QUOTED PASSAGE:
=-=-=-=-=

Superman’s an iconic comic book character that’s resided in pop culture for decades. With each generation we’ve seen various actors take on the legendary superhero. It hasn’t always worked out (Superman Returns) but affection for the Kryptonian has never waned. This week we’ll get Man of Steel, and our first look at Henry Cavill, in the title role. A lot of pressure comes with portraying such a beloved character, but Cavill’s not the only one who’s got big shoes to fill. You have Jor-El, Superman’s biological father who risked everything so his son could live. Then there’s the fierce but loyal Lois Lane, the ace reporter who’s also the love of Superman’s life. The list goes on, but today we’re focusing on Cavill, Russell Crowe and Amy Adams who play the latest incarnation of these characters.
Did you feel some responsibility playing Superman? How did you find your way into the iconic character?

=-=-=-=-=

DATA SECTION:
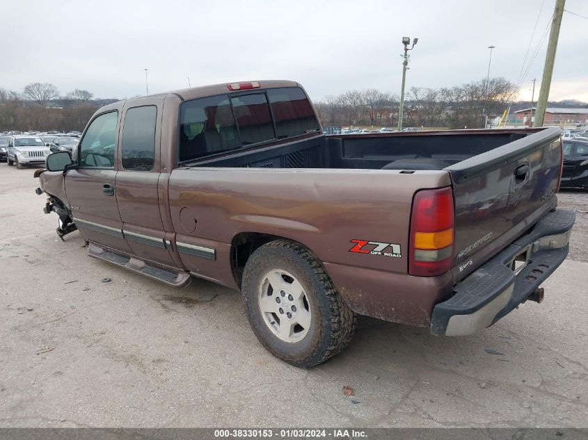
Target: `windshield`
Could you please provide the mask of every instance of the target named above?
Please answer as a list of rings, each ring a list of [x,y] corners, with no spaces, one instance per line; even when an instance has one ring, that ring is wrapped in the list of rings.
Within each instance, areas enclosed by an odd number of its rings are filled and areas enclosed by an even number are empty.
[[[75,138],[66,138],[65,136],[62,136],[61,138],[58,138],[58,141],[59,142],[60,145],[75,145],[78,140]]]
[[[15,147],[36,147],[42,146],[43,141],[38,138],[20,138],[15,139]]]

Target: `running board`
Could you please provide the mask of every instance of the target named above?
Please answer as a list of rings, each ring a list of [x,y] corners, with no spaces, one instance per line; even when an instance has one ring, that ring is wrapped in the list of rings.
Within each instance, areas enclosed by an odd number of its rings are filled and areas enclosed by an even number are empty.
[[[184,287],[189,284],[192,279],[190,274],[186,272],[177,271],[171,268],[155,265],[150,261],[145,261],[136,256],[130,256],[104,249],[93,243],[88,245],[88,254],[92,258],[125,268],[173,287]]]

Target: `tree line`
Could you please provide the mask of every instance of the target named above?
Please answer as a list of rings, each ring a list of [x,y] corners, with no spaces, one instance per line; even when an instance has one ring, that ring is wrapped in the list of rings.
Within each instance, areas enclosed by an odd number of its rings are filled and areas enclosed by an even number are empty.
[[[504,78],[451,88],[412,87],[406,92],[403,126],[463,129],[484,127],[485,116],[501,115],[517,92]],[[33,83],[22,93],[0,88],[0,131],[82,130],[101,106],[88,90],[60,95],[53,84]],[[376,89],[328,95],[315,106],[324,126],[396,127],[398,95]]]
[[[81,89],[61,96],[49,83],[28,84],[22,93],[0,88],[0,131],[81,131],[98,108],[114,101]]]
[[[518,89],[504,78],[451,88],[412,87],[405,95],[404,127],[479,128],[500,116]],[[375,89],[349,90],[315,103],[324,126],[396,127],[399,98]]]

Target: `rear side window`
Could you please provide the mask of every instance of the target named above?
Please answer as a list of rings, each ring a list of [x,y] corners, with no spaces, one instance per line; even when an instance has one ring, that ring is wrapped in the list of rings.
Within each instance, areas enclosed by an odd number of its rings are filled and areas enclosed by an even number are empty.
[[[582,145],[582,144],[575,145],[575,154],[578,156],[585,156],[588,154],[588,145]]]
[[[241,95],[231,98],[231,103],[244,145],[276,138],[264,93]]]
[[[155,106],[127,111],[122,127],[122,158],[125,170],[151,171],[155,157]]]
[[[267,96],[276,121],[278,139],[298,136],[319,129],[312,106],[297,87],[269,89]]]
[[[226,95],[188,101],[180,115],[180,161],[241,147]]]

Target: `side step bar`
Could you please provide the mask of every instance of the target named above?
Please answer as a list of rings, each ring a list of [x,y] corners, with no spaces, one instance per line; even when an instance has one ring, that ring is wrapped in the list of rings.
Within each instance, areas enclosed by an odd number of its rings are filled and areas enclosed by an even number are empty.
[[[173,287],[184,287],[192,280],[190,274],[186,272],[175,270],[171,268],[141,260],[136,256],[116,252],[93,243],[88,244],[88,254],[92,258],[125,268]]]

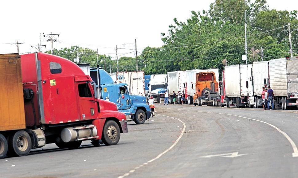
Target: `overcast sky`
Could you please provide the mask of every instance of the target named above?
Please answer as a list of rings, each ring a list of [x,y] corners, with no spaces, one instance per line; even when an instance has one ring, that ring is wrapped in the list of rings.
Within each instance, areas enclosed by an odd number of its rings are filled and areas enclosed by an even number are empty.
[[[270,9],[298,10],[296,0],[267,1]],[[19,45],[20,53],[34,52],[36,50],[31,46],[41,41],[47,45],[47,50],[49,50],[50,43],[46,41],[48,38],[42,36],[41,38],[40,34],[52,32],[60,34],[57,37],[60,42],[54,42],[56,48],[75,45],[96,50],[98,48],[99,53],[114,58],[117,45],[118,48],[129,49],[119,49],[119,57],[134,57],[134,45],[123,44],[134,43],[136,39],[140,53],[146,46],[160,47],[163,44],[160,33],[167,34],[174,18],[185,21],[192,10],[207,11],[213,2],[3,1],[0,10],[0,54],[16,52],[16,47],[10,43],[17,40],[25,42]]]

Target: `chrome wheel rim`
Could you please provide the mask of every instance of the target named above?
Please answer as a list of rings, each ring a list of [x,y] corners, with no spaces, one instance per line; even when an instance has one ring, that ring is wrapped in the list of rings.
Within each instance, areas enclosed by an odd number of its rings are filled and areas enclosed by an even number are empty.
[[[114,126],[110,126],[108,128],[108,136],[111,140],[115,140],[118,134],[117,129]]]

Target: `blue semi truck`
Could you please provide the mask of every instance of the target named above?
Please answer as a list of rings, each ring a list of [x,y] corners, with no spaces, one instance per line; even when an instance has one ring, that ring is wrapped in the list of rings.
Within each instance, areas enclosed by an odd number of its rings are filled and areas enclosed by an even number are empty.
[[[133,121],[140,124],[150,118],[151,110],[146,103],[145,97],[130,94],[126,84],[115,83],[101,68],[90,68],[90,74],[97,87],[98,97],[116,103],[119,111],[125,114],[127,120]]]

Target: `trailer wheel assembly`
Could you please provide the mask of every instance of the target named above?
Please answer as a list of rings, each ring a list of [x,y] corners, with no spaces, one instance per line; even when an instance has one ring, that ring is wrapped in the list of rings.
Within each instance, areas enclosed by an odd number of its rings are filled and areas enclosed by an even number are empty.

=-=-=-=-=

REQUIRED TASKS:
1. Which earlier Superman film does the Man of Steel piece name as an example of a portrayal that didn't work out?
2. Write what comes next in the Man of Steel interview piece, following its last question.

TASK-BY-TASK OUTPUTS:
1. Superman Returns

2.
Henry Cavill: First, I don’t think it’s about finding my way into an icon. Playing an icon, you don’t try to be an icon because that defeats the purpose. The responsibility attached is enormous and the realization that it actually really, really, matters meant that I wanted to put the most amount of work into representing the character properly. That specially applied when I was working out in the gym, when you feel you can’t push any harder and you can’t lift anymore weight. You think, hold on a second you got to look like Superman there’s a whole lot of people out there who are relying on me to be that superhero. So it really helped to push those extra few reps and just become that character.
This was a Lois Lane we’ve never seen before. Amy, can you talk about what attracted you to the part? How is this Lois different from previous ones.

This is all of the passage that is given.